*Text section*:

****************************************

2. Direct draw of photonic nanowires from bulk glasses
Our approach for directly drawing glass nanowires is illustrated in Fig .1. First, we use a CO2 laser or flame to heat a sapphire fiber (400–700 μm in diameter) to a temperature high enough for melting the glass, and move the glass towards the fiber. When the fiber immerses into the glass through local melting, we withdraw the glass with a portion of melt left on the fiber. We then bring a second sapphire fiber (about 400 μm in diameter) into contact with the glass-coated sapphire fiber end, reduce or remove the heating power to cool down the melt to a proper temperature (e.g. 800–1000 K for phosphate glass), and withdraw the second sapphire fiber at a speed of 0.1–1m/s to draw wires from the melt until breakage of the wire. When the process is finished, a nanowire with considerable length is formed at the freestanding side of the taper drawn wire. An argon gas atmosphere with laser heating is applied for drawing nanowires from chemically unstable materials such as fluoride glasses. This technique can also be applied to pulverized glasses, allowing for adjustments to the properties of the nanowire by tailoring the composition of the initial powder. In addition, nanowires can be drawn using extremely low starting quantities of glass (e.g. 1 mg in mass), greatly reducing the quantity of starting material required.

****************************************

*Dataset rows*:

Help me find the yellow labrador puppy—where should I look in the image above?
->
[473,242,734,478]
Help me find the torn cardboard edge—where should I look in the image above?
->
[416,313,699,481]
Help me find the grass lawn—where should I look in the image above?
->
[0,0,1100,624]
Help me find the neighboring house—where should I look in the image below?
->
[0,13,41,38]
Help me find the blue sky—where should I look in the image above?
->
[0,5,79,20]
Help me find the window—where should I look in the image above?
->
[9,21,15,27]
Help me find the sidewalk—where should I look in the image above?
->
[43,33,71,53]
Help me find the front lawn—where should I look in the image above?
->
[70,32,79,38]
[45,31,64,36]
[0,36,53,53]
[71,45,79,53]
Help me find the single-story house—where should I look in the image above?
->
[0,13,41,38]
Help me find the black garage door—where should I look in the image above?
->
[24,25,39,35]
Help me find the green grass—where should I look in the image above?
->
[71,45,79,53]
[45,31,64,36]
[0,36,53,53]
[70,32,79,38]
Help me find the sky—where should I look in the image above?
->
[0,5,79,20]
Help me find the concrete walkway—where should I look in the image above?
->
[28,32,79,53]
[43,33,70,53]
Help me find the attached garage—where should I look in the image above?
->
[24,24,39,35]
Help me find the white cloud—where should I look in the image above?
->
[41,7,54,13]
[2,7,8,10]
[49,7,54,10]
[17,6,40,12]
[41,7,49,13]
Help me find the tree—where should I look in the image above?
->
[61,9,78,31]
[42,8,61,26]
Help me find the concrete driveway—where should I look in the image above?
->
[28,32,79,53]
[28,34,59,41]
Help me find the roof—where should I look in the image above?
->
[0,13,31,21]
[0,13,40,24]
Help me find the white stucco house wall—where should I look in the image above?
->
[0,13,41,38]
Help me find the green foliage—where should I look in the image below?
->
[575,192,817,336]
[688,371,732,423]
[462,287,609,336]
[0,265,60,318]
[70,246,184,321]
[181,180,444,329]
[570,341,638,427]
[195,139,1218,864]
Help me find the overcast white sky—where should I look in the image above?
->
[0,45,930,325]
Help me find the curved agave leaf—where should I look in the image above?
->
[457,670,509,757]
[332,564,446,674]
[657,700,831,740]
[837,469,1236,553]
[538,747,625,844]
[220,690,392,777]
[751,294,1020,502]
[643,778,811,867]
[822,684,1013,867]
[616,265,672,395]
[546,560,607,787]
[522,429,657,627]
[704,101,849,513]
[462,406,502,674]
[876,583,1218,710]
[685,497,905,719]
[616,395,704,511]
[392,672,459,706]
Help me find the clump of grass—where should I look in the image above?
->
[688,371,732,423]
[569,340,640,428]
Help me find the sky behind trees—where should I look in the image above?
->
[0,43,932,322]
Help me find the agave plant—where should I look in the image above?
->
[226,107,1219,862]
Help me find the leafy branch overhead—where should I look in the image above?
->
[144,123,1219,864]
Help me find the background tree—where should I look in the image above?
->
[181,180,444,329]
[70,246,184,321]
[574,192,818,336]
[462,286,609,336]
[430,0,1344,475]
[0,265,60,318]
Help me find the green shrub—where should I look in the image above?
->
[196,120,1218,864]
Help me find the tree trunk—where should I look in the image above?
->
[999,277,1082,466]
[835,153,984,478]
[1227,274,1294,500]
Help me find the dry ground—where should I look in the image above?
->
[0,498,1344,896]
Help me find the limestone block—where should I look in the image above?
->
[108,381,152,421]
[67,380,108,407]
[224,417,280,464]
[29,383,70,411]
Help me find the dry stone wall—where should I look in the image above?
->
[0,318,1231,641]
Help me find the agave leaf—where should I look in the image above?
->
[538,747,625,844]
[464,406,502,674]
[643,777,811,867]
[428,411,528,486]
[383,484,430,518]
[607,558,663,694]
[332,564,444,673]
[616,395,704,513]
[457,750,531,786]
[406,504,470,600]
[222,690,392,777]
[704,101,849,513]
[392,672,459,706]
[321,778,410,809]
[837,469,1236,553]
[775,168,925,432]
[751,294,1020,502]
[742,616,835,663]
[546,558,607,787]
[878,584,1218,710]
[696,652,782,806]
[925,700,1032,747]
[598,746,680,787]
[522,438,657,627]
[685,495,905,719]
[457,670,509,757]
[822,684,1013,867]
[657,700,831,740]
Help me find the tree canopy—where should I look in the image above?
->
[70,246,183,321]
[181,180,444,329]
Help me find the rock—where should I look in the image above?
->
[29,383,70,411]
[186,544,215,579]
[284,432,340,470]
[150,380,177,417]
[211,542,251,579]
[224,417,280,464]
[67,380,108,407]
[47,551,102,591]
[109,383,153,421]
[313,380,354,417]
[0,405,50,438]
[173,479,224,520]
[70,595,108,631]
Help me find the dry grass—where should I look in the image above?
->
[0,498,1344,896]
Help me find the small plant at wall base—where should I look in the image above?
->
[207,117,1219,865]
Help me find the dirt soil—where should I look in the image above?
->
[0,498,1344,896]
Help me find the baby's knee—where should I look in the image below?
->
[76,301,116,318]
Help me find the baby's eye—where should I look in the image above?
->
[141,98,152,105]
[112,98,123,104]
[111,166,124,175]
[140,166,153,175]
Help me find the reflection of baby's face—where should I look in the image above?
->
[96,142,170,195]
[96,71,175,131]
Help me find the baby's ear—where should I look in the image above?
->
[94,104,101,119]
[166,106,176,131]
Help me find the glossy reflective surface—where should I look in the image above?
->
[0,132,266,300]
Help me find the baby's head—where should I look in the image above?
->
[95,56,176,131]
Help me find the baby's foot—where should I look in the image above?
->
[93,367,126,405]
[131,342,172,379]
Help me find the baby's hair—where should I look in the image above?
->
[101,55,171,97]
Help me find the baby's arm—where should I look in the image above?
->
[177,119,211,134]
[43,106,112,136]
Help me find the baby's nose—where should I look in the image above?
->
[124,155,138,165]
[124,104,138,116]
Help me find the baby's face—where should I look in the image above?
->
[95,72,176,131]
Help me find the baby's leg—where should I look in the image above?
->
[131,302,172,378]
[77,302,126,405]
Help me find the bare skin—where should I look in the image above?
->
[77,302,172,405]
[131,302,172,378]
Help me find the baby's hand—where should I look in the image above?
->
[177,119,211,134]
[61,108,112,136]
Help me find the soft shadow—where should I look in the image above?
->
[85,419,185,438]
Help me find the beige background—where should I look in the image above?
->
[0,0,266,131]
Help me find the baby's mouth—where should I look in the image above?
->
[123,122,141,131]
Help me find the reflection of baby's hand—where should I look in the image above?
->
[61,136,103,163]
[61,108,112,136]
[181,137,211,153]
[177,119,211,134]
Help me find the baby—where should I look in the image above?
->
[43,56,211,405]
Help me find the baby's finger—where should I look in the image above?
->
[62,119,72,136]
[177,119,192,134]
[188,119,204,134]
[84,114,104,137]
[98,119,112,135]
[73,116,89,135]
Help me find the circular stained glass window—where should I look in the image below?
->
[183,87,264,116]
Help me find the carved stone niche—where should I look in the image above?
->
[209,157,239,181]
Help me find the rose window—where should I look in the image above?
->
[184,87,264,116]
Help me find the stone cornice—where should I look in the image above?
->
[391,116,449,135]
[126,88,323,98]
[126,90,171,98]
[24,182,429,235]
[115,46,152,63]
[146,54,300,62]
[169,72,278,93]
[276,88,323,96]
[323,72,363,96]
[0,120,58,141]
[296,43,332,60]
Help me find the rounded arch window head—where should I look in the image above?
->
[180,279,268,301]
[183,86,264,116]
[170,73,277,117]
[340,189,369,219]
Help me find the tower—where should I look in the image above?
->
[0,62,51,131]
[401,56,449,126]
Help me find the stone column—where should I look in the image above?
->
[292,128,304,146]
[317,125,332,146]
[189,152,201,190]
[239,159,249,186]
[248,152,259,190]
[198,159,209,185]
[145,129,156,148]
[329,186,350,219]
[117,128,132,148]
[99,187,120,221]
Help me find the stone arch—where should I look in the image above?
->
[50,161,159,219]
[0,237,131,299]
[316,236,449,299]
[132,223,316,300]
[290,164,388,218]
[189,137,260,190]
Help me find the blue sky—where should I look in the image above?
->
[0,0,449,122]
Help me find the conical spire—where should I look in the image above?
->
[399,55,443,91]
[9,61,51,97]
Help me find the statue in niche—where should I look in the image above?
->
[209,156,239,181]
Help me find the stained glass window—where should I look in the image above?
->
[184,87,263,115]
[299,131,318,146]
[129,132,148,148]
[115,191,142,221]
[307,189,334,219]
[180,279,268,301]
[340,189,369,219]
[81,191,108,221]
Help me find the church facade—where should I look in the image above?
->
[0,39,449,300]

****************************************

*Problems to work on*:
(a) Could you recast the entries starting at the line containing "Help me find the circular" and ending at the line containing "[401,56,449,126]" as a JSON list of strings, with one string per line and blank lines left out?
(b) How would the passage on drawing glass nanowires from bulk glass continue from its last sentence?

*Results for each task*:
(a)
[
  "Help me find the circular stained glass window—where should I look in the image below?",
  "->",
  "[183,87,264,116]",
  "Help me find the carved stone niche—where should I look in the image above?",
  "->",
  "[209,157,239,181]",
  "Help me find the rose window—where should I look in the image above?",
  "->",
  "[184,87,264,116]",
  "Help me find the stone cornice—where should I look in the image above?",
  "->",
  "[391,116,449,135]",
  "[126,88,323,98]",
  "[126,90,171,98]",
  "[24,182,429,235]",
  "[115,46,152,63]",
  "[146,54,300,62]",
  "[169,72,278,93]",
  "[276,88,323,96]",
  "[323,72,363,96]",
  "[0,120,58,141]",
  "[296,43,332,60]",
  "Help me find the rounded arch window head—where should I look in the image above?",
  "->",
  "[180,279,268,301]",
  "[183,86,264,116]",
  "[170,73,277,117]",
  "[340,189,369,219]",
  "Help me find the tower—where should I look in the image above?",
  "->",
  "[0,62,51,131]",
  "[401,56,449,126]"
]

(b)
Fig. 1. Schematic diagram illustrating the direct draw of nanowires from bulk glasses. (1) A glass is moved towards a sapphire fiber heated by a CO2 laser or flame. (2) The fiber end is immersed into the glass through local melting. (3) A portion of molten glass is left on the end of the fiber when the glass is withdrawn. (4) A second sapphire fiber is brought into contact with the molten-glass-coated end of the first sapphire fiber. (5) The heating power is reduced and the second sapphire fiber is withdrawn. (6) A nanowire is formed at the freestanding side of the taper drawn wire.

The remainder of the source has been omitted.